Point annotation dataset records:
'''

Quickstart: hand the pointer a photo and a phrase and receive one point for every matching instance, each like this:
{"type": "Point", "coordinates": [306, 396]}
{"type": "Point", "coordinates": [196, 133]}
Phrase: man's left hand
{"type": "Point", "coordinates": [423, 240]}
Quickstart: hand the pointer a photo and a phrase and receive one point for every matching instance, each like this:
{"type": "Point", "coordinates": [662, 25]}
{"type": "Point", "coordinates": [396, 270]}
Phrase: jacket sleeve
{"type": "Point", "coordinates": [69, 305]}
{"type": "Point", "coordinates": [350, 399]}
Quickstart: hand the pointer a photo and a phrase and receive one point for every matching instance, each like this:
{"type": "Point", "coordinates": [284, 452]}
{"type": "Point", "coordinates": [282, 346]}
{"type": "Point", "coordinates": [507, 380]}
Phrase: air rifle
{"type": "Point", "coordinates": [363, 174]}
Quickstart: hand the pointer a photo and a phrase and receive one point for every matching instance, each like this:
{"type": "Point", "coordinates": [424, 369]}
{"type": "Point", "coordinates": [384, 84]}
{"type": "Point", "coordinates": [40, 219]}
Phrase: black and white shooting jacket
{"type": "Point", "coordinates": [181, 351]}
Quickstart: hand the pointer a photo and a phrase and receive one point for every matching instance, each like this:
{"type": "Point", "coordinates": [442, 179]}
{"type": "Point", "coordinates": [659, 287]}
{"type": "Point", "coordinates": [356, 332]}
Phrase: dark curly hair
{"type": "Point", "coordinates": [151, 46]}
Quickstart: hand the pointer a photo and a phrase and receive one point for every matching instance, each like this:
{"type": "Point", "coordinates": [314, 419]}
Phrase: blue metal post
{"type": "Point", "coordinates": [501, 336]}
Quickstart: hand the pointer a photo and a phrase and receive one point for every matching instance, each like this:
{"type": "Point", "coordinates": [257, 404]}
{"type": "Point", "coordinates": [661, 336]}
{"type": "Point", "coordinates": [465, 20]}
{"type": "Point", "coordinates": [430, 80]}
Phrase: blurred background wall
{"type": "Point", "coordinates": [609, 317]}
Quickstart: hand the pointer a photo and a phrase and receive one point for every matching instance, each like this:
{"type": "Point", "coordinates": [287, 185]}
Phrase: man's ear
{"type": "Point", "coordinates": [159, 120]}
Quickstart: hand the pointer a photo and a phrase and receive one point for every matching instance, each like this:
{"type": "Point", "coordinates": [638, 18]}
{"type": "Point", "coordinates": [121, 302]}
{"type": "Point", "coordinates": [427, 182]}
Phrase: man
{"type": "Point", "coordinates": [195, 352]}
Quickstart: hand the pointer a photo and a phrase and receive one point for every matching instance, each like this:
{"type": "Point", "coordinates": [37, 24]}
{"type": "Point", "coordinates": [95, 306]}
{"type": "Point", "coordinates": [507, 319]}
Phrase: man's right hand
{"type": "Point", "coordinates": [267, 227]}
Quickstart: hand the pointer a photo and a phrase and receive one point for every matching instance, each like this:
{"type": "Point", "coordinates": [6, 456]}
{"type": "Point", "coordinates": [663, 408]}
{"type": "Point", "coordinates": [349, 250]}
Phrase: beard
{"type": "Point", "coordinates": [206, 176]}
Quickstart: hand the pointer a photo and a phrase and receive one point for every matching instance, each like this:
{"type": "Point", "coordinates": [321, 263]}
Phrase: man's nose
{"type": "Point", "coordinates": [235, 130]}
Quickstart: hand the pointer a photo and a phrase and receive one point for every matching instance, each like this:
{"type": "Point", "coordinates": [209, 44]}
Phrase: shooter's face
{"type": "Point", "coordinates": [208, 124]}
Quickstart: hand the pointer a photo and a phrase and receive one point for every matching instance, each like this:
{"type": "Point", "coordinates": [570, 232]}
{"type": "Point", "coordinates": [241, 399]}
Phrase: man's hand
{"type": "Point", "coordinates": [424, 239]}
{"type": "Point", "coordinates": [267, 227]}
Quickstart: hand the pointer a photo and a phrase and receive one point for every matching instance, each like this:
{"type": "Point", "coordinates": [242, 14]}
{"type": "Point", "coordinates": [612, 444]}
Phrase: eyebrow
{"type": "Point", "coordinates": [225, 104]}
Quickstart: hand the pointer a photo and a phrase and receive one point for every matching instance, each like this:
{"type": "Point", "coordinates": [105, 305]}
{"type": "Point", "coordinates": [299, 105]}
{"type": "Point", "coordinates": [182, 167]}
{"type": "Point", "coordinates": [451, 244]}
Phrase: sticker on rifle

'''

WHAT YOU ARE ASKED TO DO
Write out every entry verbatim.

FINISHED ANSWER
Quickstart: hand the pointer a photo and a phrase and receive one point for every matching instance, each like this:
{"type": "Point", "coordinates": [306, 396]}
{"type": "Point", "coordinates": [196, 133]}
Phrase: man's left hand
{"type": "Point", "coordinates": [423, 240]}
Quickstart: hand the pointer a photo and a phrase and receive one point for every matching instance, each like this:
{"type": "Point", "coordinates": [662, 25]}
{"type": "Point", "coordinates": [396, 270]}
Phrase: jacket sleeve
{"type": "Point", "coordinates": [69, 305]}
{"type": "Point", "coordinates": [350, 399]}
Quickstart: hand the pointer a photo and a phrase and receive one point for every matching instance, each like this:
{"type": "Point", "coordinates": [284, 452]}
{"type": "Point", "coordinates": [282, 346]}
{"type": "Point", "coordinates": [507, 380]}
Phrase: air rifle
{"type": "Point", "coordinates": [363, 174]}
Quickstart: hand the pointer a photo and a phrase and receive one point for every matching instance, each like this:
{"type": "Point", "coordinates": [424, 369]}
{"type": "Point", "coordinates": [384, 84]}
{"type": "Point", "coordinates": [40, 219]}
Phrase: black and white shooting jacket
{"type": "Point", "coordinates": [181, 351]}
Quickstart: hand the pointer a photo and a phrase and receive one point for every matching instance, each like this:
{"type": "Point", "coordinates": [442, 179]}
{"type": "Point", "coordinates": [659, 287]}
{"type": "Point", "coordinates": [356, 332]}
Phrase: dark curly hair
{"type": "Point", "coordinates": [151, 46]}
Quickstart: hand the pointer a photo and a phrase and receive one point for every matching instance, each like this:
{"type": "Point", "coordinates": [314, 419]}
Phrase: blue metal post
{"type": "Point", "coordinates": [501, 336]}
Quickstart: hand the pointer a photo and a phrase and receive one point for every matching instance, each like this:
{"type": "Point", "coordinates": [257, 404]}
{"type": "Point", "coordinates": [661, 336]}
{"type": "Point", "coordinates": [465, 20]}
{"type": "Point", "coordinates": [430, 80]}
Phrase: blurred background wall
{"type": "Point", "coordinates": [609, 317]}
Quickstart: hand the pointer a photo and a phrase and receive one point for every matching instance, each like this:
{"type": "Point", "coordinates": [287, 185]}
Phrase: man's ear
{"type": "Point", "coordinates": [159, 120]}
Quickstart: hand the pointer a photo and a phrase and receive one point for every matching instance, each like this:
{"type": "Point", "coordinates": [638, 18]}
{"type": "Point", "coordinates": [121, 302]}
{"type": "Point", "coordinates": [427, 182]}
Phrase: man
{"type": "Point", "coordinates": [195, 352]}
Quickstart: hand the pointer a photo and a phrase and receive one point for every matching instance, each like this:
{"type": "Point", "coordinates": [37, 24]}
{"type": "Point", "coordinates": [95, 306]}
{"type": "Point", "coordinates": [507, 319]}
Phrase: man's right hand
{"type": "Point", "coordinates": [267, 227]}
Quickstart: hand the pointer a photo and a phrase and receive one point for every matching instance, each like this:
{"type": "Point", "coordinates": [6, 456]}
{"type": "Point", "coordinates": [663, 408]}
{"type": "Point", "coordinates": [349, 250]}
Phrase: beard
{"type": "Point", "coordinates": [206, 176]}
Quickstart: hand the pointer a photo and a phrase and receive one point for every matching instance, each like this:
{"type": "Point", "coordinates": [321, 263]}
Phrase: man's nose
{"type": "Point", "coordinates": [235, 130]}
Quickstart: hand the pointer a photo and a phrase and receive one point for every matching instance, each like this:
{"type": "Point", "coordinates": [209, 44]}
Phrase: shooter's face
{"type": "Point", "coordinates": [208, 124]}
Quickstart: hand the pointer a photo and a phrase and receive one point for every matching instance, each like this:
{"type": "Point", "coordinates": [570, 232]}
{"type": "Point", "coordinates": [241, 399]}
Phrase: man's hand
{"type": "Point", "coordinates": [424, 239]}
{"type": "Point", "coordinates": [267, 227]}
Quickstart: hand the pointer a photo and a phrase and receive one point for every matching instance, each like this:
{"type": "Point", "coordinates": [242, 14]}
{"type": "Point", "coordinates": [612, 444]}
Phrase: eyebrow
{"type": "Point", "coordinates": [225, 104]}
Quickstart: hand the pointer a photo and a phrase and receive one point for every matching instance, each like this:
{"type": "Point", "coordinates": [105, 305]}
{"type": "Point", "coordinates": [299, 105]}
{"type": "Point", "coordinates": [182, 167]}
{"type": "Point", "coordinates": [451, 244]}
Phrase: sticker on rifle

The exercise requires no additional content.